▸ DIRECTIVE
Using the entries below, return word for word the lines from the one containing "the clown with pink hair" up to and including the last.
==*==
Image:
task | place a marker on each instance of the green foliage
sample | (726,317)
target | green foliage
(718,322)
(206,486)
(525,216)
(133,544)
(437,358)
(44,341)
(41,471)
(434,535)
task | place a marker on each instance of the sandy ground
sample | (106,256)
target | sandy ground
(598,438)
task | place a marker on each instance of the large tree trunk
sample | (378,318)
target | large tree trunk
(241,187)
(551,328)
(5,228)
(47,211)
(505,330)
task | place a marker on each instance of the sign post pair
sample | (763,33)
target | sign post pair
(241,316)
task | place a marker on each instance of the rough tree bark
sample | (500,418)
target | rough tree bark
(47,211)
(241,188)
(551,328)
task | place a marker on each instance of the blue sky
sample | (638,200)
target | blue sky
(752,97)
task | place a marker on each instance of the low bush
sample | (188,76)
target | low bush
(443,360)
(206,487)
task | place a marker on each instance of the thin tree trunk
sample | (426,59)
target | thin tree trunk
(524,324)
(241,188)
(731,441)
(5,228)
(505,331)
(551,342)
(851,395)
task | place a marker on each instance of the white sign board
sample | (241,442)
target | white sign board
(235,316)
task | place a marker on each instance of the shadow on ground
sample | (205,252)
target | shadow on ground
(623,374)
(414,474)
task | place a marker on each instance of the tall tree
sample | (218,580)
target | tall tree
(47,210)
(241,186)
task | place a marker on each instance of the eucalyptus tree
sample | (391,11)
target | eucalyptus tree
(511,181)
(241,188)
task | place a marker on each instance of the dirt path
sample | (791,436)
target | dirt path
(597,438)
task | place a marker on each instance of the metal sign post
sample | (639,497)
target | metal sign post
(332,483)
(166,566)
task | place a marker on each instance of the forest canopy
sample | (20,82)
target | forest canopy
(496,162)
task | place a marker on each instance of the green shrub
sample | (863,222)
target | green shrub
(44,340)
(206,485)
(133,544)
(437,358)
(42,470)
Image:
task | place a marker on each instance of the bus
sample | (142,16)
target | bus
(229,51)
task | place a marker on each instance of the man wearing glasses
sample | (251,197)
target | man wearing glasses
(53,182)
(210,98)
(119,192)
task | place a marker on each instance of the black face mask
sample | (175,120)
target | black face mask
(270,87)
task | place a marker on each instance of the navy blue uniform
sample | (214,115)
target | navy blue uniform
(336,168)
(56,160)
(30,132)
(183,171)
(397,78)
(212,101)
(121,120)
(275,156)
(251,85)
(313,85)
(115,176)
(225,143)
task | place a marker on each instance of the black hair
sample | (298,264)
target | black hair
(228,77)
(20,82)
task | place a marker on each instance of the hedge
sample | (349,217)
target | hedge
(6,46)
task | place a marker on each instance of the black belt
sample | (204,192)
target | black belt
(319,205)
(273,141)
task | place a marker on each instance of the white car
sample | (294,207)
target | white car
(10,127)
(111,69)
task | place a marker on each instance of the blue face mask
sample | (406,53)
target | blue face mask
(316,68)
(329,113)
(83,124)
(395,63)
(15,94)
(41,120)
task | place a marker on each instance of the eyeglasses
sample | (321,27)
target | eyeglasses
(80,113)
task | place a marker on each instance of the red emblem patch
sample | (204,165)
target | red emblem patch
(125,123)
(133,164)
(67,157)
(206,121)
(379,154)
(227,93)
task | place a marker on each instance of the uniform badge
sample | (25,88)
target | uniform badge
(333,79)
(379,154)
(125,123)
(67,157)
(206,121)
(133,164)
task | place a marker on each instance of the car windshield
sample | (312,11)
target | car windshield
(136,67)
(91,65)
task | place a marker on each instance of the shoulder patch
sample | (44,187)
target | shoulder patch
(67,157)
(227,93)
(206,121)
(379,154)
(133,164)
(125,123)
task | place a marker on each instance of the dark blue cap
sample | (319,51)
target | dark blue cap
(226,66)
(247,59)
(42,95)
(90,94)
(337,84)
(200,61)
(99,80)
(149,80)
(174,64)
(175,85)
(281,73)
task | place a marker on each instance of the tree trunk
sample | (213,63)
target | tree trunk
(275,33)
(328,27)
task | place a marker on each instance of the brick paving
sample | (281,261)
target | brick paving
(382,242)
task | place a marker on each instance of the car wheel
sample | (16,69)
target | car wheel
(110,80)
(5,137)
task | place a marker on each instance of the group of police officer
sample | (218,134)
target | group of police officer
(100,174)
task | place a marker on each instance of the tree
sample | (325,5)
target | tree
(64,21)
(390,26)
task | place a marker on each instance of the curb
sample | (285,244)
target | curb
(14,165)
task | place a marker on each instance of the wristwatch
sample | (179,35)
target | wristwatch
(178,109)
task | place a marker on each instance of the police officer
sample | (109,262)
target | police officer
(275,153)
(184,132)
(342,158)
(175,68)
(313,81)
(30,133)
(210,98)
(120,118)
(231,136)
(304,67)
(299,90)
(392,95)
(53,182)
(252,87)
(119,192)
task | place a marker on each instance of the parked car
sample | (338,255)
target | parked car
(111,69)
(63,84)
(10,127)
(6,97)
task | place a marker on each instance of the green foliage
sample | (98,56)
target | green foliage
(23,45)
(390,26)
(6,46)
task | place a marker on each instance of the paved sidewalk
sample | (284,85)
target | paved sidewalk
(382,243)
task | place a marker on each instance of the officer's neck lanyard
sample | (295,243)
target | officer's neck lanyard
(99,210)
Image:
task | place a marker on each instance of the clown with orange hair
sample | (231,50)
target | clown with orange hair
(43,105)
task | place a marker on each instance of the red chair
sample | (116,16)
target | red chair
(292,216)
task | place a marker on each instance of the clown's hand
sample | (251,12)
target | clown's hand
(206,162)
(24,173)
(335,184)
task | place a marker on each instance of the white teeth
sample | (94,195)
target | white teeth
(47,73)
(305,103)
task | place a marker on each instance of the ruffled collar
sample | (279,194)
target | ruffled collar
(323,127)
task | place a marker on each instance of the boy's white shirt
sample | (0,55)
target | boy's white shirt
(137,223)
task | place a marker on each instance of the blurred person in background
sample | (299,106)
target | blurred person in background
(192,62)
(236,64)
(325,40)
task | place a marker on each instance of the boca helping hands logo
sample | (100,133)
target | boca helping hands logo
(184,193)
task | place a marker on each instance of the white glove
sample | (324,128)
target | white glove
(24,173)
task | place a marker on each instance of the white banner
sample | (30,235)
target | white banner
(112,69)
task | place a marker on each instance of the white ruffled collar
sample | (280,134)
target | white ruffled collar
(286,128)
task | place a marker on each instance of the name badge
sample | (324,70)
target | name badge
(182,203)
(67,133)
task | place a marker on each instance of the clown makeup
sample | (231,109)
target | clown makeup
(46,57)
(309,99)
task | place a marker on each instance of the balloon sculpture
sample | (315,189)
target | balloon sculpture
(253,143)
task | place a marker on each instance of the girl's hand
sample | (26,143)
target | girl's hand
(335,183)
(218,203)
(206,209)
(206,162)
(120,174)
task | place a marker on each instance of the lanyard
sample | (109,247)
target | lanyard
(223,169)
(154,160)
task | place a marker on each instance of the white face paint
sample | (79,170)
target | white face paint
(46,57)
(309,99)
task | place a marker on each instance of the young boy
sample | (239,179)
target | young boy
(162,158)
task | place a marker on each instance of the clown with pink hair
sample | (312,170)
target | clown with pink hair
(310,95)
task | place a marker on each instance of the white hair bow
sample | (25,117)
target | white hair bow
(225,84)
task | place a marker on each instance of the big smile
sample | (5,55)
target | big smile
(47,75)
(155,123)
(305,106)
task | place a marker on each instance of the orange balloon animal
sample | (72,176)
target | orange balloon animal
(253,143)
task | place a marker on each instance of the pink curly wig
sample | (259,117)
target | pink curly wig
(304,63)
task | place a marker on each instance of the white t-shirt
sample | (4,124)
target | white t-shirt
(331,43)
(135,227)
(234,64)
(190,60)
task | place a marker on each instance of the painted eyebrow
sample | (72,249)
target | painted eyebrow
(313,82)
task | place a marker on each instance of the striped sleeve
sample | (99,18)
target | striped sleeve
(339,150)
==*==
▸ PROBLEM SOLUTION
task | place a marker on each instance of the clown with pink hair
sample | (312,170)
target | clown with pink hair
(310,95)
task | place a marker on each instance of the white hair bow
sample | (25,117)
target | white hair bow
(225,84)
task | place a marker on each instance of the big smile
sample | (5,55)
target | big smile
(47,75)
(155,123)
(305,106)
task | place a marker on each instance of the orange balloon animal
sample | (72,176)
target | orange balloon animal
(253,143)
task | place a marker on each instance of the pink curly wig
sample | (259,117)
target | pink curly wig
(304,63)
task | place a marker on each instance of the white t-shirt
sample | (4,124)
target | white t-shirt
(331,43)
(135,227)
(234,64)
(190,60)
task | place a marker on each instance of the painted eyebrow
sample | (72,249)
target | painted eyebrow
(313,82)
task | place a marker on each instance of the striped sleeve
sample | (99,18)
target | striped sleeve
(339,150)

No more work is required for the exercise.